— STATED GOAL A —
From the records, list everything from the line containing "Crowdworker instructions: identify each instance of car tire" down to the line containing "[569,225,586,239]", both ends included, as a JSON array of strings with one string per line and blank lines left out.

— SOURCE —
-- -- --
Nonlinear filtering: Unscented Kalman filter

The unscented Kalman filter describes another method for approximating the process of non-linear Bayes filtering. In this article, we will derive the corresponding equations directly from the general Bayes filter. Furthermore, we will get to know a different way to think about the unscented transform. If you haven’t read the introduction, I would recommend to read it first. Before we dive into the derivation, let’s try to state the main idea behind the unscented Kalman filter.

The unscented Kalman filter approximates the Bayes filter by approximating the system and observation equations locally. A set of probe points is used to infer the local behavior of the function around the current estimate.

When I first learned about the unscented Kalman filter, it seemed that it was not derived from the general Bayes filter

$$\text{Bayes filter} \to \text{nonlinear models} \to \text{unscented Kalman filter,}$$

but rather directly from the Kalman filter

$$\text{Kalman filter} \to \text{nonlinear models} \to \text{unscented Kalman filter}.$$

In this post, I want to explore how to derive the unscented Kalman filter from general Bayes filter directly. But there is one catch, to obtain the equations of the unscented Kalman filter, you have to do some steps that seem hard to justify. It is totally possible, that there are deep thoughts behind it, but my limited scope is preventing me to identify them. Nonetheless, I will start to derive a different version of the unscented Kalman filter that is in some regards more principled. In the end, I will adjust this version to match the normal unscented Kalman filter.

Let’s start with the derivation!

Derivation

First of all, if we want to apply the unscented Kalman filter, we assume that we have nonlinear models with additive noise

$$\begin{align} p(x_{t+1}|x_{t}, u_{t}) &= \mathcal{N}(x_{t+1}|f(x_t, u_t), Q_t) \\ p(y_t|x_t) &= \mathcal{N}(y_t|h(x_t), R_t). \end{align}$$

Unlike the extended Kalman filter, which is based on linearization, the unscented Kalman filter is based around the unscented transform. In simplest terms, if you want to transform a Gaussian distribution

$$p(x) = \mathcal{N}(y|\mu, \Sigma)$$

through a nonlinear function, it will give you an estimate of the resulting mean and covariance.
-- -- --
— DATA ROWS —

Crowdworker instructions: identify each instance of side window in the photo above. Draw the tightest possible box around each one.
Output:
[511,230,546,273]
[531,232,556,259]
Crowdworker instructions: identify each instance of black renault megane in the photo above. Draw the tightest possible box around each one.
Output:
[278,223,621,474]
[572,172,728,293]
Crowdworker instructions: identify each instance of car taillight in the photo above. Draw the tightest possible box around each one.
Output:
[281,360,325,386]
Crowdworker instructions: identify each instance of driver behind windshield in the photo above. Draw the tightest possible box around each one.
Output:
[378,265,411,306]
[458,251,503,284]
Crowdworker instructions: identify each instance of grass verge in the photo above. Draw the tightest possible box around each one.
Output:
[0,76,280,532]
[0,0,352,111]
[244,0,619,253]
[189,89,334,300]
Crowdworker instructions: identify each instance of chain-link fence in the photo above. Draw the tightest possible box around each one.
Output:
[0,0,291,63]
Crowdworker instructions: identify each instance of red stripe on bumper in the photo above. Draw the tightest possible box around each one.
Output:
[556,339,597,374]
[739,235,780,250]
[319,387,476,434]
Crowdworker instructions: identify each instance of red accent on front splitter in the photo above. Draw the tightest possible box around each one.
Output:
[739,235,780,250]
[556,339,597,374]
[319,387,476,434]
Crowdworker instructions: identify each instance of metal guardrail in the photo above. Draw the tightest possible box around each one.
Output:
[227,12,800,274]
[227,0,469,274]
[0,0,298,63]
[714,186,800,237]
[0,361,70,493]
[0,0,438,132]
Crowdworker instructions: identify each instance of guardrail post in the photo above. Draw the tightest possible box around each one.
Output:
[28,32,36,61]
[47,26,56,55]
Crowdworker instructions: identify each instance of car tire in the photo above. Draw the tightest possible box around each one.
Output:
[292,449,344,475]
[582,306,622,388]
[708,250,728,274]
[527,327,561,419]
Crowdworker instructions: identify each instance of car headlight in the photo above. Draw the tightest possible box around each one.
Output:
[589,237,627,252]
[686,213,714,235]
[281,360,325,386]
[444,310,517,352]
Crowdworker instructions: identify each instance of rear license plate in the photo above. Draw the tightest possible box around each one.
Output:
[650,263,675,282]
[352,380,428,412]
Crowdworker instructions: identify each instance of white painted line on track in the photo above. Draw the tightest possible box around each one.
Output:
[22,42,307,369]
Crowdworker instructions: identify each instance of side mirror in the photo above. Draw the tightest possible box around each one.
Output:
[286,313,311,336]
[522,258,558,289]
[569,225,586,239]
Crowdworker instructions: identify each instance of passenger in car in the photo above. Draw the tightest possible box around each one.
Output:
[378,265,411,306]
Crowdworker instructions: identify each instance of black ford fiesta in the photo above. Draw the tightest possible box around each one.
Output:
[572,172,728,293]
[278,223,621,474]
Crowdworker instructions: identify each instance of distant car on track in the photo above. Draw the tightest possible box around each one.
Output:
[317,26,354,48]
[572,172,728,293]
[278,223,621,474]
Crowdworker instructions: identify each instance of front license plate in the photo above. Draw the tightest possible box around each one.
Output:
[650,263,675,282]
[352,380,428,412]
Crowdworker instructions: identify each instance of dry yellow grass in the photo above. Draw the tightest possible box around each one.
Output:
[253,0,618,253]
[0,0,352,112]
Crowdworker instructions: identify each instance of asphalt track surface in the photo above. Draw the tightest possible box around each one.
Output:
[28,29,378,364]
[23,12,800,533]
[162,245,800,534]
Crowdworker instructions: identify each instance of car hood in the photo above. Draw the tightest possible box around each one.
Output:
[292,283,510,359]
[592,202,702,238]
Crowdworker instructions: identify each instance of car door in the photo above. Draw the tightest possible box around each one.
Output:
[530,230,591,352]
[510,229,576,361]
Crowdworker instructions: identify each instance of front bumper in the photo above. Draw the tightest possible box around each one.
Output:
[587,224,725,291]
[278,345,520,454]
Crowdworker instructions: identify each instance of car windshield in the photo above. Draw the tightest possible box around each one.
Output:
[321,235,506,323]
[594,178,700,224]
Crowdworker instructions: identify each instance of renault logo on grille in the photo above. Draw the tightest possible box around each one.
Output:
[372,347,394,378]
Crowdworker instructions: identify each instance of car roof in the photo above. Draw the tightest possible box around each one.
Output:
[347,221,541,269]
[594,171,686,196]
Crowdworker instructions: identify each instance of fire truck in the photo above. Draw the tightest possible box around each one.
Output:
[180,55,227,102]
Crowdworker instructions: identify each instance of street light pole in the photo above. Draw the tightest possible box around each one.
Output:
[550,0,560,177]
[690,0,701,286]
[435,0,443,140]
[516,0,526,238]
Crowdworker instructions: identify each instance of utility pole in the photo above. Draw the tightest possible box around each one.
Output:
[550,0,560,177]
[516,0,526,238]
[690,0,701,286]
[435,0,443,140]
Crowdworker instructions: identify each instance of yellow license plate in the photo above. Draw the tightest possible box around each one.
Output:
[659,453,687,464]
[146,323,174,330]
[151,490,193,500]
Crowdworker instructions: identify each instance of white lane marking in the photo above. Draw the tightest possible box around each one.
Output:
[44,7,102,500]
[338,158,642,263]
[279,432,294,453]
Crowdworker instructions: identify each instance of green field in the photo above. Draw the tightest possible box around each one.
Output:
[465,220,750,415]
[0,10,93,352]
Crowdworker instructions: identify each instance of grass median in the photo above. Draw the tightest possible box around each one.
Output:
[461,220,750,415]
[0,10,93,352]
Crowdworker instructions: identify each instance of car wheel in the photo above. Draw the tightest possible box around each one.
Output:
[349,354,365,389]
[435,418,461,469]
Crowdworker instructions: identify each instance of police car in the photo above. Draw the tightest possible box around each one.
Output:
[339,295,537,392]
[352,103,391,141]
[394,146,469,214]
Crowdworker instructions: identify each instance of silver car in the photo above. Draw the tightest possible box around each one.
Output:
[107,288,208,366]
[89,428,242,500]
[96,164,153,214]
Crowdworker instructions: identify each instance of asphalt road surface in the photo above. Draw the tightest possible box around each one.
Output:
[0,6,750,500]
-- -- --
— STATED GOAL B —
Answer these questions from the unscented Kalman filter text:
(i) What does the unscented Kalman filter use to infer the local behavior of the function around the current estimate?
(ii) What kind of noise do the assumed nonlinear models have?
(iii) What is the extended Kalman filter based on?

— FINISHED ANSWER A —
[
  "Crowdworker instructions: identify each instance of car tire in the photo above. Draw the tightest possible box around each one.",
  "Output:",
  "[292,449,344,475]",
  "[582,306,622,388]",
  "[708,250,728,274]",
  "[527,327,561,419]",
  "Crowdworker instructions: identify each instance of car headlight in the photo above. Draw the tightest possible box around each one.",
  "Output:",
  "[589,237,627,252]",
  "[686,213,714,235]",
  "[281,360,325,386]",
  "[444,310,517,352]",
  "Crowdworker instructions: identify each instance of rear license plate in the photo above. Draw the tightest possible box around each one.",
  "Output:",
  "[650,263,675,282]",
  "[352,380,428,412]",
  "Crowdworker instructions: identify each instance of white painted line on track in the photo above. Draw the tightest possible box around each one.",
  "Output:",
  "[22,42,307,369]",
  "Crowdworker instructions: identify each instance of side mirror in the photo above. Draw the tightest possible box around each one.",
  "Output:",
  "[286,313,311,336]",
  "[522,258,558,289]",
  "[569,225,586,239]"
]

— FINISHED ANSWER B —
(i) A set of probe points.
(ii) Additive noise.
(iii) Linearization.